[Records from a collection]
— Start —
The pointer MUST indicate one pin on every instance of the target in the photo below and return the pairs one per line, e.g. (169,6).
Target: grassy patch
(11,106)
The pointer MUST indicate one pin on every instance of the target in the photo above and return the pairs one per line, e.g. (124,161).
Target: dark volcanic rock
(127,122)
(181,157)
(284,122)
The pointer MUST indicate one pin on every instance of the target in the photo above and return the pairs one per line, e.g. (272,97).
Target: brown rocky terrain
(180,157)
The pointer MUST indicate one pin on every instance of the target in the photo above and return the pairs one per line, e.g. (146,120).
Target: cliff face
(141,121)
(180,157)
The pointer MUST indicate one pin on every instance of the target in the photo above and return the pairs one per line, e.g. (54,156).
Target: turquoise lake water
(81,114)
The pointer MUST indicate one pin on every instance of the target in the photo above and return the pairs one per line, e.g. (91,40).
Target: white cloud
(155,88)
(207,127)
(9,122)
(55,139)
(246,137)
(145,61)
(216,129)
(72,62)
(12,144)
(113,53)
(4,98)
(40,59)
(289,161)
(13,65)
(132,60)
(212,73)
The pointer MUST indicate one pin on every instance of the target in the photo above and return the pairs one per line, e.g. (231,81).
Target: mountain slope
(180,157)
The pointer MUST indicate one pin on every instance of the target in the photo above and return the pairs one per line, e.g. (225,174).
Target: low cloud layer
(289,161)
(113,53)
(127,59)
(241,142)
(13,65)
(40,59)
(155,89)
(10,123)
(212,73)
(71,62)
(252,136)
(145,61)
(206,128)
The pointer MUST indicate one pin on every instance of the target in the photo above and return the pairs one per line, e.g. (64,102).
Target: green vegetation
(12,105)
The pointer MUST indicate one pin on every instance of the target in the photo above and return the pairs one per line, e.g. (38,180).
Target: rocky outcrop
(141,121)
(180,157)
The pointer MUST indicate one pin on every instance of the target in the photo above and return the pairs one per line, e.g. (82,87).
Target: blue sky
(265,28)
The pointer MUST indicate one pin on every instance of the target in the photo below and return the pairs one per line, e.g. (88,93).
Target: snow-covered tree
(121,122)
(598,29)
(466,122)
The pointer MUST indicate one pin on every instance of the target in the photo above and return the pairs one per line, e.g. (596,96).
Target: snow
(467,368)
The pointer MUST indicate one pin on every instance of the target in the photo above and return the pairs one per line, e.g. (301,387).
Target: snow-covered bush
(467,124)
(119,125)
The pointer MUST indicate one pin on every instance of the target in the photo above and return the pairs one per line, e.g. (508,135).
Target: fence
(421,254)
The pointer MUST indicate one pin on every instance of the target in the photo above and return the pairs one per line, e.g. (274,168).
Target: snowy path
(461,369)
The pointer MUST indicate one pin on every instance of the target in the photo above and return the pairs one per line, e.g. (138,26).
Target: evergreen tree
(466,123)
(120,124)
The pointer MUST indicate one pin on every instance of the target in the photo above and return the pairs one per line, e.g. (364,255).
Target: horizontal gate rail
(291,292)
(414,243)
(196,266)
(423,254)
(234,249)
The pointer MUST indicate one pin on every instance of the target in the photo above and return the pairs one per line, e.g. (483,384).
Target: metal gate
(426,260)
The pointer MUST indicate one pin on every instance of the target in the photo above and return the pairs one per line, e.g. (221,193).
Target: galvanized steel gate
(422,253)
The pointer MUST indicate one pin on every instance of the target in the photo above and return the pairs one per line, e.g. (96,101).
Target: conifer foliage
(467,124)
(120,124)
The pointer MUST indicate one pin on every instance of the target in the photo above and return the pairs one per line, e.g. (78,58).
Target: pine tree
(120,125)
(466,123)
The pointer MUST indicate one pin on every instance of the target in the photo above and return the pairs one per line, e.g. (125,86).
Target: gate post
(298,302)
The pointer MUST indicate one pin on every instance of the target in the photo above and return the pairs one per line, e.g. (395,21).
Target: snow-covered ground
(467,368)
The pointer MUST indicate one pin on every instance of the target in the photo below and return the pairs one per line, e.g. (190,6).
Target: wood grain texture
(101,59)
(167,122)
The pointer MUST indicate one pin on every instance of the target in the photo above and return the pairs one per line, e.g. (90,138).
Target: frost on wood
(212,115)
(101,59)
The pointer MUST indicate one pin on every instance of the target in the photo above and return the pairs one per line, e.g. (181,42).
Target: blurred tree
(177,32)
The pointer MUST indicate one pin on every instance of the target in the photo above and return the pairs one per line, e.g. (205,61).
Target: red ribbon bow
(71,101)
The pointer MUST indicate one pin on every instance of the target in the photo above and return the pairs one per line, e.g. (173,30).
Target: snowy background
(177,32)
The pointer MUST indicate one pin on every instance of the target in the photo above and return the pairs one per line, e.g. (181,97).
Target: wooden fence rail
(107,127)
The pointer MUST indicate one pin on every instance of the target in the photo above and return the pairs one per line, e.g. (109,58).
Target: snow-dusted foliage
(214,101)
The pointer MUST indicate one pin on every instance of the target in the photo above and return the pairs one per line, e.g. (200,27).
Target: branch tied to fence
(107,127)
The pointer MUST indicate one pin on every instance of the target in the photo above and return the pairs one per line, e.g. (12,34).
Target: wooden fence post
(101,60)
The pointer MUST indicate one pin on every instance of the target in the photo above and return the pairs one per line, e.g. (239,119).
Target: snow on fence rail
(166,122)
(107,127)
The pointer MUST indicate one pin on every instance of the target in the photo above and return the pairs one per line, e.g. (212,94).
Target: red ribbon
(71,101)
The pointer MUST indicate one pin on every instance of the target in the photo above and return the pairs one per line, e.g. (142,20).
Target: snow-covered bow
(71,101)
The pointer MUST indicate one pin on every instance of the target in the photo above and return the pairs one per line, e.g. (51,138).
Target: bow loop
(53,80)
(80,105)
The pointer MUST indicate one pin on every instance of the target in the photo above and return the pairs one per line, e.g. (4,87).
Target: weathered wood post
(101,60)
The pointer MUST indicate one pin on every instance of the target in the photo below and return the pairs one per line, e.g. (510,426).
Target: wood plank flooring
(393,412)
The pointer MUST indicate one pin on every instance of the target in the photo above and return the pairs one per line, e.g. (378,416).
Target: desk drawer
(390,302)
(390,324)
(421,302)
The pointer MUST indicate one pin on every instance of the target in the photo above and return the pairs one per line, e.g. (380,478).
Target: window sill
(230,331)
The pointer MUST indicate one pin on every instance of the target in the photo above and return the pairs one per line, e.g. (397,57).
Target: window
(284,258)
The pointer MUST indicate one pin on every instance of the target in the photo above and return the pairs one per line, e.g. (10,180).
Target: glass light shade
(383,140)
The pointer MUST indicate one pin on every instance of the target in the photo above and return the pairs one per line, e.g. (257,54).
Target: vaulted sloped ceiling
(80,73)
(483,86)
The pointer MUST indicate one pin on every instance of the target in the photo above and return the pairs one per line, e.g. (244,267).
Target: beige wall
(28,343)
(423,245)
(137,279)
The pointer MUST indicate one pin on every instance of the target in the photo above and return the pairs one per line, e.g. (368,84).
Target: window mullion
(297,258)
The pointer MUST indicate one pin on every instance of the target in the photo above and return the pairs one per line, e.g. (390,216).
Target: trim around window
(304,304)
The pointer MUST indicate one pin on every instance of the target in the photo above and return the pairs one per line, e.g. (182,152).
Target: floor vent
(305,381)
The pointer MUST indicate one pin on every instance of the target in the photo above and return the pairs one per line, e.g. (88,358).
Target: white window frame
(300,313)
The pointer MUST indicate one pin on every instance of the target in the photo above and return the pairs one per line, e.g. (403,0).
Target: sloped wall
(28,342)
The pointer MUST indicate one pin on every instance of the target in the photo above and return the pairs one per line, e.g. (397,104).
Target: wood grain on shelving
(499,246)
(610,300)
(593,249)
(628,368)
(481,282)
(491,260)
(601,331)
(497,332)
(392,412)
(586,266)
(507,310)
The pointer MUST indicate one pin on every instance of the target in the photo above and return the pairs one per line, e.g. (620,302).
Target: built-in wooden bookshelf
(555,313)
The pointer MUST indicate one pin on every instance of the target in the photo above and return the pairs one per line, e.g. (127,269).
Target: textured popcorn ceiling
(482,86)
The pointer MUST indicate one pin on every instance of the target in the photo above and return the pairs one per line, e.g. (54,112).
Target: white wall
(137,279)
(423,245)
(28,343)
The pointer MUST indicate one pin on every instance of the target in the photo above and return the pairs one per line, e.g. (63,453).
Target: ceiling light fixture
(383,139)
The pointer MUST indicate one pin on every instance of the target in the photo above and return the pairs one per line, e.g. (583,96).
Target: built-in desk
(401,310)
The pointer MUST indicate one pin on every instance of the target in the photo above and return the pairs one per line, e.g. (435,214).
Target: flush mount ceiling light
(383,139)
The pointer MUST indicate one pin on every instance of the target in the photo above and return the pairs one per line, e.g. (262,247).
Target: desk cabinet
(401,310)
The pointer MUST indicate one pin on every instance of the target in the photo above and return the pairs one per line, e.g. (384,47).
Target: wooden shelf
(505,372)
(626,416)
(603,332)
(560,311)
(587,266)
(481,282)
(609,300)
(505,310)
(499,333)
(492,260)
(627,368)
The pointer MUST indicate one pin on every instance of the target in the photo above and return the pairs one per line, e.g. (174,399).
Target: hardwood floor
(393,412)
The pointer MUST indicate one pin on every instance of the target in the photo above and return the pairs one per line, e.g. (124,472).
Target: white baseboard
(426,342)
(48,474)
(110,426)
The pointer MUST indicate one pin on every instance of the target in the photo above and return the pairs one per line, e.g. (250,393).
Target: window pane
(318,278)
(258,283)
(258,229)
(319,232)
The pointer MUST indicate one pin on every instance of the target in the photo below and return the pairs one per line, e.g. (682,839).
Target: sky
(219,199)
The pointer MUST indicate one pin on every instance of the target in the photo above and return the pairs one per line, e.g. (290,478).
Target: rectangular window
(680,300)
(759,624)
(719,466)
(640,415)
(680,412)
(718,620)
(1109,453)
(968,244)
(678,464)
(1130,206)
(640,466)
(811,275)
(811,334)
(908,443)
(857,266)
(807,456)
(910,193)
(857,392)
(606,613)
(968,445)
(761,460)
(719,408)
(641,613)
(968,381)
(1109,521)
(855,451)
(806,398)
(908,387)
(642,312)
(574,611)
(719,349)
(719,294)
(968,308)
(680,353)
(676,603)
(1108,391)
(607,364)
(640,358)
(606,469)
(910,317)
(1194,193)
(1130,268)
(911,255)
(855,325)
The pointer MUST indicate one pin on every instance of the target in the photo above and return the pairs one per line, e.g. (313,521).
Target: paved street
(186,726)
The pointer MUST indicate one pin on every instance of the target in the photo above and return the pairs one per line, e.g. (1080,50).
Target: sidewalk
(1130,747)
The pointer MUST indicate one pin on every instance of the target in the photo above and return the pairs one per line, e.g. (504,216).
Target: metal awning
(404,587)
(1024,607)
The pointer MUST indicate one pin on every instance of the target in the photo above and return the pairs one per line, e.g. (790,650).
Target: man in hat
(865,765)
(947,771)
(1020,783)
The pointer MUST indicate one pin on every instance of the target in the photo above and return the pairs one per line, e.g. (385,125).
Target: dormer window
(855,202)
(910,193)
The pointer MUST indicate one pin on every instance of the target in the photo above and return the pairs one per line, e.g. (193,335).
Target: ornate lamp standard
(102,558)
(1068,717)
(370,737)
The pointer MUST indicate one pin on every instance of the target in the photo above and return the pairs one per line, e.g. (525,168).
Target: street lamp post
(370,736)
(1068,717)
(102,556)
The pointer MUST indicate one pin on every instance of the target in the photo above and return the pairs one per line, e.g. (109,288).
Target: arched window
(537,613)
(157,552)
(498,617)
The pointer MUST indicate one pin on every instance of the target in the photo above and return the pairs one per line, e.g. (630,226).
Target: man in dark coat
— End —
Repeat exactly, and only, the lines of the records above, starting with the line that contains "line, e.g. (385,125)." and ending with the final line, both included.

* [Full output]
The pointer MUST indicate one pin on every instance of the target in the photo above and return the pairs one per line, e.g. (385,125).
Target: dormer window
(855,202)
(910,193)
The pointer MUST indicate one pin on every instance of the target in the photo above and return the pairs one per line, e.g. (193,335).
Target: ornate lamp standard
(102,558)
(1068,717)
(370,737)
The pointer MUST indicate one pin on every instance of the target in the photo above and return the pairs one per line, e.g. (525,168).
Target: street lamp post
(370,736)
(1068,717)
(102,556)
The pointer MUST indicate one pin on every instance of the target in the photo above and return the pairs one per line, e.g. (109,288).
Target: arched window
(537,613)
(157,552)
(498,617)
The pointer MUST indicate one pin on every instance of the target in the photo above and return the pairs one per line, e.g. (630,226).
Target: man in dark coat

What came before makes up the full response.